• _Data to use_
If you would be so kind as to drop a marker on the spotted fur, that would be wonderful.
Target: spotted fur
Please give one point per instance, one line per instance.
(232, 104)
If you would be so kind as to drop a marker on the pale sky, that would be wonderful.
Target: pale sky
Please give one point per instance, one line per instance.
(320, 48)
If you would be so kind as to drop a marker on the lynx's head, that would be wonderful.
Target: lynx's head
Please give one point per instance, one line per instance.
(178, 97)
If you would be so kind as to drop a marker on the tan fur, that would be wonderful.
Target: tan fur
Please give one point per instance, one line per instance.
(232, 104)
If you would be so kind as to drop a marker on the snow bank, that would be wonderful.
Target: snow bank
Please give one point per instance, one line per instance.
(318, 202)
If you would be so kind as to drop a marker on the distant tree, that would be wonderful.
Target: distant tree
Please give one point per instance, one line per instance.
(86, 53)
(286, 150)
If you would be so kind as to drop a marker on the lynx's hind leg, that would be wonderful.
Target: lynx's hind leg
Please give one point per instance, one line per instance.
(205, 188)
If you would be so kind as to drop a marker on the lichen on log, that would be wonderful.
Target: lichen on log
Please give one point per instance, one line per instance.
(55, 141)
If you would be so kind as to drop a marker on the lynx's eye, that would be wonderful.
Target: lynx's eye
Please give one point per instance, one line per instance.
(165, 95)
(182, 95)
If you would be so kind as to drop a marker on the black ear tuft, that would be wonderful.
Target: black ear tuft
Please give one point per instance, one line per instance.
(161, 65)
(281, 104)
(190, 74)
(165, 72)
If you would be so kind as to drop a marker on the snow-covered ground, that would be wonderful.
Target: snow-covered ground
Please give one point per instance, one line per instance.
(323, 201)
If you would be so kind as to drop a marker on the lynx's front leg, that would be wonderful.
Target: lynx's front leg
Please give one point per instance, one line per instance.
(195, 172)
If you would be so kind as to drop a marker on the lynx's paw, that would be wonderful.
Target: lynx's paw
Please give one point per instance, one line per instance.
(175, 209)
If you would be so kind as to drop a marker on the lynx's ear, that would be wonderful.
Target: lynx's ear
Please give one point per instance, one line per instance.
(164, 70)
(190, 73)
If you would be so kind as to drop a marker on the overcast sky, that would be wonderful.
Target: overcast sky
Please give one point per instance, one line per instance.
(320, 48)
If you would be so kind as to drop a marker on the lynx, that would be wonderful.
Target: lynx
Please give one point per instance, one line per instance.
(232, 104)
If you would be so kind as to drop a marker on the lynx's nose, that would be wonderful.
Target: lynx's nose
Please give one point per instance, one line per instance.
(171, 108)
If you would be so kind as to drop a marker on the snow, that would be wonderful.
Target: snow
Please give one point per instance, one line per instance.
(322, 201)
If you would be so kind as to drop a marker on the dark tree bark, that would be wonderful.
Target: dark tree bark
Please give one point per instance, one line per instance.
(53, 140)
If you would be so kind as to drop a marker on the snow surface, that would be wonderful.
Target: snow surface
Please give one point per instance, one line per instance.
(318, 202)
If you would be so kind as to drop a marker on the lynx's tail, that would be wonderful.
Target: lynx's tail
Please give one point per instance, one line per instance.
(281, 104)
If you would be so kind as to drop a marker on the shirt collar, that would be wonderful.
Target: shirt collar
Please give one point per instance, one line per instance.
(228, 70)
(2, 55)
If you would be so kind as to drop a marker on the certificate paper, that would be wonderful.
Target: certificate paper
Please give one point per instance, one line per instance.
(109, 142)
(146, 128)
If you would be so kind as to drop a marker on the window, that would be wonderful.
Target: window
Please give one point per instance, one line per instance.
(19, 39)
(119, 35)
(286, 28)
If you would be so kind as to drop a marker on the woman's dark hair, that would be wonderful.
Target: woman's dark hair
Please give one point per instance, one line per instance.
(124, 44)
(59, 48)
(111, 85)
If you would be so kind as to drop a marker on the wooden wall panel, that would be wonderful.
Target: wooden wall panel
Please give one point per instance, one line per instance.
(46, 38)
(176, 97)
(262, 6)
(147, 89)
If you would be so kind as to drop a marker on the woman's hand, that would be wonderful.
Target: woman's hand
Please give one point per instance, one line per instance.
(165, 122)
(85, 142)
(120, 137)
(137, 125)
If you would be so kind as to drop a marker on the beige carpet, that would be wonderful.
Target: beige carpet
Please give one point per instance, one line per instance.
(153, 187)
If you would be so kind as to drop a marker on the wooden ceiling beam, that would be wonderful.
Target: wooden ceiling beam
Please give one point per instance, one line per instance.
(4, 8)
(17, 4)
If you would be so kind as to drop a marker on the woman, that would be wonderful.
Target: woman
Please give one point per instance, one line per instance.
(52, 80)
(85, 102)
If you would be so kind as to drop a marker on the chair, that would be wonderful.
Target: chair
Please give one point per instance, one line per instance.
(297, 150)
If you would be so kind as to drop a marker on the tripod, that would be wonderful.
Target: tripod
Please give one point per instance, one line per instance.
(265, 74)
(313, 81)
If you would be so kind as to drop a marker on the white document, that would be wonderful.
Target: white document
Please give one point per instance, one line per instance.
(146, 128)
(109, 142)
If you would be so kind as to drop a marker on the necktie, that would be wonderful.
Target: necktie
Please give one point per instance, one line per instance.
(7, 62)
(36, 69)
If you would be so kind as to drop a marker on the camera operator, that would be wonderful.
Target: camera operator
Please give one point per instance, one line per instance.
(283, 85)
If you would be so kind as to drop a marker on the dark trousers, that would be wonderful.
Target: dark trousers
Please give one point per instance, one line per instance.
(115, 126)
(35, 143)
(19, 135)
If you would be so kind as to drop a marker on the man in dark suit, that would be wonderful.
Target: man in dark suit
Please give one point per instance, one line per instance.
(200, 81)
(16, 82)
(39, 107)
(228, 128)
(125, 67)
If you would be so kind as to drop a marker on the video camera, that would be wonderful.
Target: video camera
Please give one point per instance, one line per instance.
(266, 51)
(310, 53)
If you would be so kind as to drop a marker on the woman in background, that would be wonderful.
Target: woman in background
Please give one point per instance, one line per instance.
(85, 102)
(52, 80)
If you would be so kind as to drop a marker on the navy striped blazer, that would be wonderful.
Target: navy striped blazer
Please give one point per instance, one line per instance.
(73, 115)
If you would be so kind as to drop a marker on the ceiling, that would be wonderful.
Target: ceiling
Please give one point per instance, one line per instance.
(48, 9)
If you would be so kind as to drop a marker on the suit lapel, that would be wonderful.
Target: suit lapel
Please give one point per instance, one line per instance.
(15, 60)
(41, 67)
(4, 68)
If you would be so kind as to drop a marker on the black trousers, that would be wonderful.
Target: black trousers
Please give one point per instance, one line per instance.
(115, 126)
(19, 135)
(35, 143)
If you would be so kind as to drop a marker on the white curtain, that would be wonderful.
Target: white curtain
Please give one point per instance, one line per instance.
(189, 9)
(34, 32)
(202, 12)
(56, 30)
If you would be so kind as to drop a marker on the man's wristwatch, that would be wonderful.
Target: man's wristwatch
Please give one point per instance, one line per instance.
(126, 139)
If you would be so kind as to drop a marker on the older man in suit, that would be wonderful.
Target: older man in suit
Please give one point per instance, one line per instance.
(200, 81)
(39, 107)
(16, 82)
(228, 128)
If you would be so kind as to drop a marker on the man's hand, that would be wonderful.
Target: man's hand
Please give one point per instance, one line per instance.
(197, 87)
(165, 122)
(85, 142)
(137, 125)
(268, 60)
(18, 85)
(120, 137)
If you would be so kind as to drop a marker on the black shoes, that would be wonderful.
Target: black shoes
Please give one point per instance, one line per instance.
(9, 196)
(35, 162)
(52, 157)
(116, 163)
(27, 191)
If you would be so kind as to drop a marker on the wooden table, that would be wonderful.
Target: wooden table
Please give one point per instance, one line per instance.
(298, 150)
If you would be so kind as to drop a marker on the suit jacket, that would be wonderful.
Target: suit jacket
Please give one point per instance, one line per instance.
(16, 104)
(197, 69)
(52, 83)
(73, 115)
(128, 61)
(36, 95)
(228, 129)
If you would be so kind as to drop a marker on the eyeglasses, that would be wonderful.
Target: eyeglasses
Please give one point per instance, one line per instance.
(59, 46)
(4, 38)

• _Exercise prompt_
Convert the lines into a JSON list of strings with one string per line, leaving out blank lines. Begin at the line that contains "eyeglasses, that would be wonderful." and stop after the last line above.

• _The reply_
[
  "If you would be so kind as to drop a marker on the eyeglasses, that would be wonderful.",
  "Target: eyeglasses",
  "Please give one point per instance, one line per instance.",
  "(59, 46)",
  "(4, 38)"
]